(Given text):

=== Begin Enclosure ===

A Democratic state senator who opposed the bill, Mujtaba Mohammed, said, “Unfortunately, this was a missed opportunity, we could have worked together, we could have worked with the governor to actually provide some sort of legislation to meet the solutions that this family desperately and the solutions of so many people who are victims of crime across North Carolina.”

“I can’t see anything in this bill that would have saved Iryna’s life,” Mr. Mohammed added.
In a state with a constitutionally weak governor, Republicans have a supermajority in the North Carolina legislature and are largely unhindered in furthering their legislative priorities.
The state has sentenced individuals to death even though it has not carried out an execution since 2006. There are 120 men and two women on North Carolina’s death row, and judicial precedent suggests that they could be put to death using a new execution method. In the Supreme Court’s 1910 case Malloy v. South Carolina, the justices ruled that changing the method of execution does not violate ex post facto laws because it does not change the severity of the penalty: death.
In North Carolina, a 1977 law restored the death penalty for first-degree murder. President Trump has said Brown should be “awarded” the death penalty. The attorney general, Pam Bondi, also signaled that federal prosecutors have not taken the death penalty off the table

It is unclear whether state prosecutors will seek the death penalty due to Brown’s reported mental illness and questions about his competency, which could factor into an appeal.

=== End Enclosure ===

(Listed entries):

=== Begin Enclosure ===

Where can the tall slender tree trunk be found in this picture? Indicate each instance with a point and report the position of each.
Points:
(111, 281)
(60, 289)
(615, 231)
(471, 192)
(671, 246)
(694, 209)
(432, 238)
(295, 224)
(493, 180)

=== End Enclosure ===

(Exercise prompt): Continue the news article above about the North Carolina crime bill and the death penalty, starting after its final sentence.

(Answer box):
A Republican state senator, Danny Britt, said during a committee hearing on Monday that Zarutska’s death influenced the drafting of the bill.
“When we were drafting this bill, a lot of it was looking at the situation that happened in Charlotte,” Mr. Britt said. “It just so happens that the provisions that we have and the decisions that have been made, have rendered that death penalty inoperable.”
Zarutska’s murder gripped the nation due in part to Brown’s previous arrests and questions about why he was not in jail. Brown was involved in four different cases when he was 22 and faced charges of shoplifting, larceny, breaking and entering, and felony conspiracy, and he was convicted on all charges but felony conspiracy. A year later, Brown was charged for pulling a gun on a man in an apartment complex, for which he pleaded guilty and was sentenced to six to eight years in prison.

In January, Brown was charged with misuse of 911 after an incident at a hospital when he claimed someone gave him a “manmade material” that controlled him. Brown called 911 while officers were on the scene and asked to speak with the police. He was later released without bail.
In July, a judge granted Brown’s defense attorneys’ request to have him evaluated for mental competency.
“Iryna’s Law” also makes a series of changes to North Carolina’s criminal law, such as the creation of a new category of “violent offenses” that requires GPS monitoring, house arrest, or secured bond for the suspect, and eliminates cashless bail. It also requires judges to consider a defendant’s criminal history while determining pretrial release conditions, and to provide a written explanation for their decision.
Additionally, the bill creates new protocols for judges to order a mental health evaluation for involuntary commitment.

The amendment states that committing a capital felony on public transportation would make a defendant eligible for the death penalty.
The Republican-controlled legislature’s bill seeks to override less stringent criminal justice systems in cities like Charlotte, which are governed by Democrats.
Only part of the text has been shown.